* **Action item**
Omit every picture, then return the listing verbatim.
%%
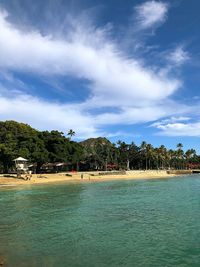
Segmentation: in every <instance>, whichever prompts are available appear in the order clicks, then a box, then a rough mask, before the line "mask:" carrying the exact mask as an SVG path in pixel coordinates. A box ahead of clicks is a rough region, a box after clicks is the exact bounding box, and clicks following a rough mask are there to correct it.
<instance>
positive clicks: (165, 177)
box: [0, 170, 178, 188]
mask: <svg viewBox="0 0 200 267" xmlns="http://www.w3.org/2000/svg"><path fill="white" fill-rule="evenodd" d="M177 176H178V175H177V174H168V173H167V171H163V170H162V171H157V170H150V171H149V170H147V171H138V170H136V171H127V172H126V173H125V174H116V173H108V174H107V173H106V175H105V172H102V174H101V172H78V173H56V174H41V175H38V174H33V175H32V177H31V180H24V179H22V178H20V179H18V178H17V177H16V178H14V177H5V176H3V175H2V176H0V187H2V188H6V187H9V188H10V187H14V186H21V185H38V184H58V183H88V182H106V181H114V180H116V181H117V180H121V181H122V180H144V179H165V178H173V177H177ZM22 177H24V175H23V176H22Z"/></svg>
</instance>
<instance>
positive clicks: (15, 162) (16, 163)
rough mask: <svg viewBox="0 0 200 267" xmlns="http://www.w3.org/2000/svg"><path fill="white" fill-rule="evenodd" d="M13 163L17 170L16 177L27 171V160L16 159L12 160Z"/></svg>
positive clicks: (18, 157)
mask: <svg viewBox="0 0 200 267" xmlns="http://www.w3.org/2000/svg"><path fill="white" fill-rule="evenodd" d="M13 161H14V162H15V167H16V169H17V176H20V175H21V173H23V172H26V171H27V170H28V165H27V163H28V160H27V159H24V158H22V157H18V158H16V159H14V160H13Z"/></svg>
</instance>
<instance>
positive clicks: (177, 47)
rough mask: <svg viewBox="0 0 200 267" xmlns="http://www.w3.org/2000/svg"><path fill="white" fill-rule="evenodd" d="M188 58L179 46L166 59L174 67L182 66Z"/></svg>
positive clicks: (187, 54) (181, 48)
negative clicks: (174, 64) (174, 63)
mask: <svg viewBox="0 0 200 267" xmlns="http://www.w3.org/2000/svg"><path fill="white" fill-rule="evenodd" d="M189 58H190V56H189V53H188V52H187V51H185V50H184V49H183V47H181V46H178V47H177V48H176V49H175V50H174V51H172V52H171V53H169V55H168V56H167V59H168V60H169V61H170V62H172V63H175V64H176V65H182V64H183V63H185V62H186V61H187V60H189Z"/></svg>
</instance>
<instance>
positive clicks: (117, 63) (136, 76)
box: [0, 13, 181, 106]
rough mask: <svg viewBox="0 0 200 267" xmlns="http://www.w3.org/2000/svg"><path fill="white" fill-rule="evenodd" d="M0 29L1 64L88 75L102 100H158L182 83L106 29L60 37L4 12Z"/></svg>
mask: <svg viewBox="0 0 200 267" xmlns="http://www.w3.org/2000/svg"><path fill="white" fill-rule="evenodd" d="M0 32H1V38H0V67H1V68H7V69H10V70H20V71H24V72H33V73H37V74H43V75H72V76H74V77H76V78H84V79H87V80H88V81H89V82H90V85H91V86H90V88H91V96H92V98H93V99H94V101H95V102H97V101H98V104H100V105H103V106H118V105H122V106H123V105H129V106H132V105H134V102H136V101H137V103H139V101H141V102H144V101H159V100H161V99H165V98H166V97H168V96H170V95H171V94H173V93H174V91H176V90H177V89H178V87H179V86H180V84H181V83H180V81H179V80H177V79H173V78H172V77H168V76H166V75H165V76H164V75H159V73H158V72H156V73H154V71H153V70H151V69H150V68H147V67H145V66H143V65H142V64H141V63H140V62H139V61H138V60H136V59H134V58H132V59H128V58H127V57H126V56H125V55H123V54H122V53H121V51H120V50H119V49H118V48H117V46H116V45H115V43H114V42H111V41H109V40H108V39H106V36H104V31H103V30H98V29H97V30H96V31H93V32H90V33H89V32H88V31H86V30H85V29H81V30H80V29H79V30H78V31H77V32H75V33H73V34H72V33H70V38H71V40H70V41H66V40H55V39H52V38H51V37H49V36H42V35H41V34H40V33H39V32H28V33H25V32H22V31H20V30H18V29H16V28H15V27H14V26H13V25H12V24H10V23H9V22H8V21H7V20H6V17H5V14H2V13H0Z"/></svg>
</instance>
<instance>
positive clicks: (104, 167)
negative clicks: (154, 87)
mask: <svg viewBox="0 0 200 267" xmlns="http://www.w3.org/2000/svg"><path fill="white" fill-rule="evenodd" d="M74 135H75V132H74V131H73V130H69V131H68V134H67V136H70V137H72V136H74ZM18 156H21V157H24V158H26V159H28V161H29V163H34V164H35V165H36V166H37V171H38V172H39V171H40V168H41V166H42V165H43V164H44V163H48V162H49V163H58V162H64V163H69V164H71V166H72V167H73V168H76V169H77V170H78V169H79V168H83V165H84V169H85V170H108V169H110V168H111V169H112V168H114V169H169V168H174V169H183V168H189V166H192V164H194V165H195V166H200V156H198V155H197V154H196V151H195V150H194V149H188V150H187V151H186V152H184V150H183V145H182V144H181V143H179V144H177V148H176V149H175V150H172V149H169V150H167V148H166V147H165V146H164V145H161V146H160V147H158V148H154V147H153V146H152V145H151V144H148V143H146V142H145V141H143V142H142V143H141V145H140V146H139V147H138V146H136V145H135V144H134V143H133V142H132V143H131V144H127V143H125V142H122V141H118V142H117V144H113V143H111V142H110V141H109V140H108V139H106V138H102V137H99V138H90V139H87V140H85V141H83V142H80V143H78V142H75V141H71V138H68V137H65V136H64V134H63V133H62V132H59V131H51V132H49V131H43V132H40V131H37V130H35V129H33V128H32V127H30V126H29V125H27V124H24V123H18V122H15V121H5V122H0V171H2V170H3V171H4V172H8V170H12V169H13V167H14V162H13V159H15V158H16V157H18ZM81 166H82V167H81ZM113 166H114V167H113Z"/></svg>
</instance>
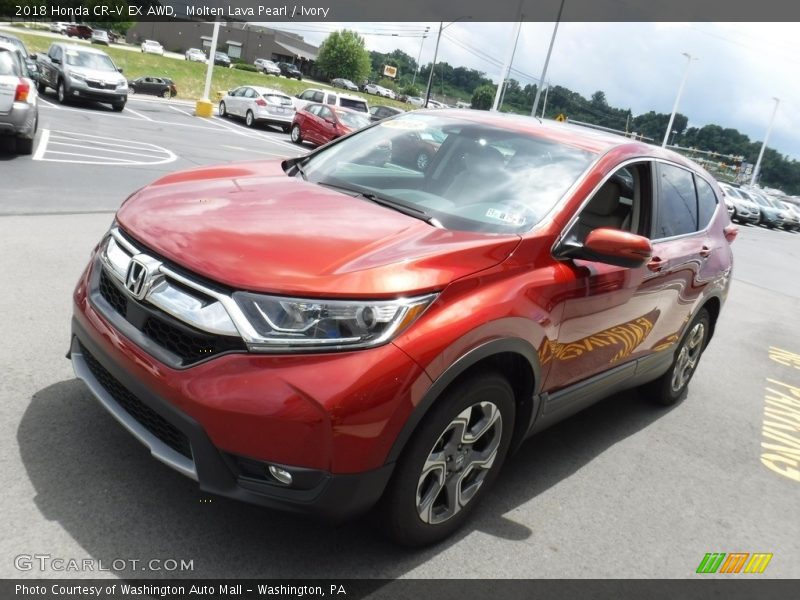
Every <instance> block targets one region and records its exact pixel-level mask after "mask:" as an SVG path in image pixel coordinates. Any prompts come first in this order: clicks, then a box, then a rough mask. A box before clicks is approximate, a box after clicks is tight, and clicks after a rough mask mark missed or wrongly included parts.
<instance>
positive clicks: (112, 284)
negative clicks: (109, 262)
%%
* **Reply**
Segmentation: in every <instance>, whichever prompts are available appear in the order clicks, then a box, then a rough mask, before the line "mask:" carrying the exact mask as an SVG path in pixel coordinates. A box ahead of clicks is a rough region, a box after clicks is the exact bounding box, and clicks following a rough mask are there to correct it.
<instance>
positive clicks: (165, 177)
box: [0, 170, 178, 188]
mask: <svg viewBox="0 0 200 267" xmlns="http://www.w3.org/2000/svg"><path fill="white" fill-rule="evenodd" d="M177 176H178V175H177V174H168V173H167V171H163V170H162V171H157V170H150V171H149V170H147V171H138V170H136V171H127V172H126V173H125V174H116V173H108V174H107V173H106V175H105V172H102V174H101V172H78V173H56V174H41V175H38V174H33V175H32V177H31V180H24V179H22V178H20V179H18V178H17V177H16V178H14V177H5V176H3V175H2V176H0V187H2V188H6V187H9V188H10V187H14V186H21V185H38V184H58V183H88V182H106V181H114V180H116V181H117V180H121V181H122V180H144V179H165V178H173V177H177ZM22 177H24V175H23V176H22Z"/></svg>
</instance>
<instance>
positive clicks: (15, 162) (16, 163)
rough mask: <svg viewBox="0 0 200 267" xmlns="http://www.w3.org/2000/svg"><path fill="white" fill-rule="evenodd" d="M13 163L17 170L16 177L27 171V160L16 159L12 160Z"/></svg>
positive clicks: (18, 157)
mask: <svg viewBox="0 0 200 267" xmlns="http://www.w3.org/2000/svg"><path fill="white" fill-rule="evenodd" d="M13 161H14V162H15V167H16V169H17V176H20V175H21V173H23V172H26V171H27V170H28V165H27V163H28V160H27V159H24V158H22V157H18V158H16V159H14V160H13Z"/></svg>
</instance>
<instance>
positive clicks: (177, 47)
rough mask: <svg viewBox="0 0 200 267" xmlns="http://www.w3.org/2000/svg"><path fill="white" fill-rule="evenodd" d="M188 58L179 46L166 59L174 67L182 66Z"/></svg>
positive clicks: (187, 54) (181, 48)
negative clicks: (174, 64) (174, 63)
mask: <svg viewBox="0 0 200 267" xmlns="http://www.w3.org/2000/svg"><path fill="white" fill-rule="evenodd" d="M189 58H190V56H189V53H188V52H187V51H185V50H184V49H183V47H181V46H178V47H177V48H176V49H175V50H174V51H172V52H171V53H169V55H168V56H167V59H168V60H169V61H170V62H172V63H175V64H176V65H182V64H183V63H185V62H186V61H187V60H189Z"/></svg>
</instance>
<instance>
positive clicks: (117, 63) (136, 76)
box: [0, 13, 181, 106]
rough mask: <svg viewBox="0 0 200 267" xmlns="http://www.w3.org/2000/svg"><path fill="white" fill-rule="evenodd" d="M0 29L1 64L88 75L102 100H158L182 83L106 29L60 37L4 12Z"/></svg>
mask: <svg viewBox="0 0 200 267" xmlns="http://www.w3.org/2000/svg"><path fill="white" fill-rule="evenodd" d="M0 32H1V38H0V67H1V68H7V69H10V70H20V71H24V72H33V73H37V74H43V75H72V76H74V77H76V78H84V79H87V80H88V81H89V82H90V85H91V86H90V88H91V96H92V98H93V99H94V101H95V102H97V101H98V104H100V105H103V106H118V105H122V106H123V105H129V106H132V105H134V102H136V101H137V103H139V101H141V102H144V101H159V100H161V99H165V98H166V97H168V96H170V95H171V94H173V93H174V91H176V90H177V89H178V87H179V86H180V84H181V83H180V81H179V80H177V79H173V78H172V77H168V76H166V75H165V76H164V75H159V73H158V72H156V73H154V71H153V70H151V69H150V68H147V67H145V66H143V65H142V64H141V63H140V62H139V61H138V60H136V59H134V58H132V59H128V58H127V57H126V56H125V55H123V54H122V53H121V51H120V50H119V49H118V48H117V46H116V45H115V43H114V42H111V41H109V40H108V39H106V36H104V31H103V30H98V29H97V30H96V31H93V32H90V33H89V32H88V31H86V30H85V29H81V30H80V29H79V30H78V31H77V32H75V33H73V34H72V33H70V38H71V40H70V41H66V40H55V39H52V38H51V37H49V36H42V35H41V34H40V33H39V32H28V33H25V32H22V31H20V30H18V29H16V28H15V27H14V26H13V25H12V24H10V23H9V22H8V21H7V20H6V17H5V14H2V13H0Z"/></svg>
</instance>
<instance>
positive clicks: (104, 167)
negative clicks: (154, 87)
mask: <svg viewBox="0 0 200 267" xmlns="http://www.w3.org/2000/svg"><path fill="white" fill-rule="evenodd" d="M74 135H75V132H74V131H73V130H69V131H68V134H67V136H70V137H72V136H74ZM18 156H21V157H24V158H26V159H28V161H29V163H34V164H35V165H36V166H37V171H38V172H39V171H40V168H41V166H42V165H43V164H44V163H48V162H49V163H58V162H64V163H69V164H71V166H72V167H73V168H76V169H77V170H78V169H79V168H83V165H84V169H85V170H108V169H110V168H111V169H112V168H114V169H169V168H174V169H183V168H189V166H192V164H194V165H195V166H200V156H198V155H197V154H196V151H195V150H194V149H188V150H187V151H186V152H184V150H183V145H182V144H181V143H179V144H177V148H176V149H175V150H172V149H169V150H167V148H166V147H165V146H164V145H161V146H160V147H158V148H154V147H153V146H152V145H151V144H148V143H146V142H145V141H143V142H142V143H141V145H140V146H139V147H138V146H136V145H135V144H134V143H133V142H132V143H131V144H127V143H125V142H122V141H118V142H117V144H113V143H111V142H110V141H109V140H108V139H106V138H102V137H99V138H90V139H87V140H85V141H83V142H80V143H78V142H75V141H71V138H68V137H65V136H64V134H63V133H62V132H59V131H51V132H49V131H43V132H40V131H37V130H35V129H33V128H32V127H30V126H29V125H27V124H24V123H18V122H15V121H5V122H0V171H2V170H3V171H4V172H8V170H12V169H13V167H14V162H13V159H15V158H16V157H18ZM81 166H82V167H81ZM113 166H114V167H113Z"/></svg>
</instance>
Every <instance> block targets one region and records its exact pixel-level mask after "mask:" as an SVG path in image pixel coordinates. Any prompts come first in this order: clicks, then a box, then a rough mask. A box before clicks is approximate, a box after clicks is tight, and clicks after a rough mask mark missed or wrongly included parts.
<instance>
positive clicks: (112, 284)
negative clicks: (109, 262)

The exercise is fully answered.